Excerpt to read.
Starting in the late 1980s, Christophe and Hedwige were joined by field assistants from the villages close by to help them observing the behaviour of the chimpanzees. Gregoire Nohon and Honora Kphazi were the first ones to follow chimpanzees and became the role models for many young people from the villages, who came to the Taï Chimpanzee Project to work. With these two, the long-term data collection of behavioural focal observations started in the early 1990s.
When Christophe Boesch became director of the newly founded Max Planck Institute for Evolutionary Anthropology in 1997, the heydays of the Project started. Project staff habituated three additional neighbouring communities: South and Middle group were finally habituated in 1997 / 1998, and in East group staff started to collect behavioural data starting in 2007. Students from the MPI EVA came to Taï and investigated wide ranges of topics in behavioural ecology related to conflict (Wittig and Boesch 2003, 2010), communication (Crockford and Boesch 2003; Herbinger et al. 2009), cognition (Normand, Ban, and Boesch 2009; Sirianni, Mundry, and Boesch 2015), competition (Anderson et al. 2002; Deschner et al. 2004; Stumpf and Boesch 2005), cooperation (Gomes and Boesch 2009, 2011), culture (Luncz, Mundry, and Boesch 2012), conservation (Campbell et al. 2008) and many other topics. At the same time the Taï Chimpanzee Project also hosted international researchers from outside the MPI, adding expertise to the project (e.g. archaeological techniques (Mercader, Panger, and Boesch 2002), anatomical expertise (Zihlman, Bolter, and Boesch 2004)).

Assignment. According to the passage on the Taï Chimpanzee Project, who were the first field assistants to follow the chimpanzees? The records that come next are separate from the text and unrelated to it.

Material supplied.
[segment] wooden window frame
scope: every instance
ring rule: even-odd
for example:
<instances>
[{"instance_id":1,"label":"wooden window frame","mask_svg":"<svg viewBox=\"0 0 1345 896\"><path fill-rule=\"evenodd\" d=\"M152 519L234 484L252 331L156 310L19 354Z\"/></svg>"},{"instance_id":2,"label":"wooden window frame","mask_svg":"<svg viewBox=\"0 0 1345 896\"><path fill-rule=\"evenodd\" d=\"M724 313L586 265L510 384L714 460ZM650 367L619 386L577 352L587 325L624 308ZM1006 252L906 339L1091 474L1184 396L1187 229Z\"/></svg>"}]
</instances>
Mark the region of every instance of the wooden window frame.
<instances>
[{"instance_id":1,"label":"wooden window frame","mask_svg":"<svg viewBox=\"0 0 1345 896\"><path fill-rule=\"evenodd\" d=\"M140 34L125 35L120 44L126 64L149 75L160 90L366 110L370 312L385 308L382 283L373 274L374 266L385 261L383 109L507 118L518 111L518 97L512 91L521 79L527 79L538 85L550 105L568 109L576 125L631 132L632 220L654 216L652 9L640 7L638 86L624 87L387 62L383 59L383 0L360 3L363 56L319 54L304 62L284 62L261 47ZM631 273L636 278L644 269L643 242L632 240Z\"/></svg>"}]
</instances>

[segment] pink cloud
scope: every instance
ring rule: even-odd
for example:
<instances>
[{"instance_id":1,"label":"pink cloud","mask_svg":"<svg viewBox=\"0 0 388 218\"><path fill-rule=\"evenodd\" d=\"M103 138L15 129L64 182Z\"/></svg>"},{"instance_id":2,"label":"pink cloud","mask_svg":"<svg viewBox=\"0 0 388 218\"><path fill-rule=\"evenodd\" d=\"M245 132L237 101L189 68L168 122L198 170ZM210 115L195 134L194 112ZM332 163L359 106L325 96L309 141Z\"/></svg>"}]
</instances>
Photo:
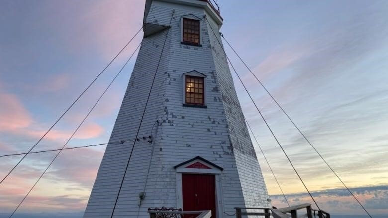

Answer section. Gregoire Nohon and Honora Kphazi.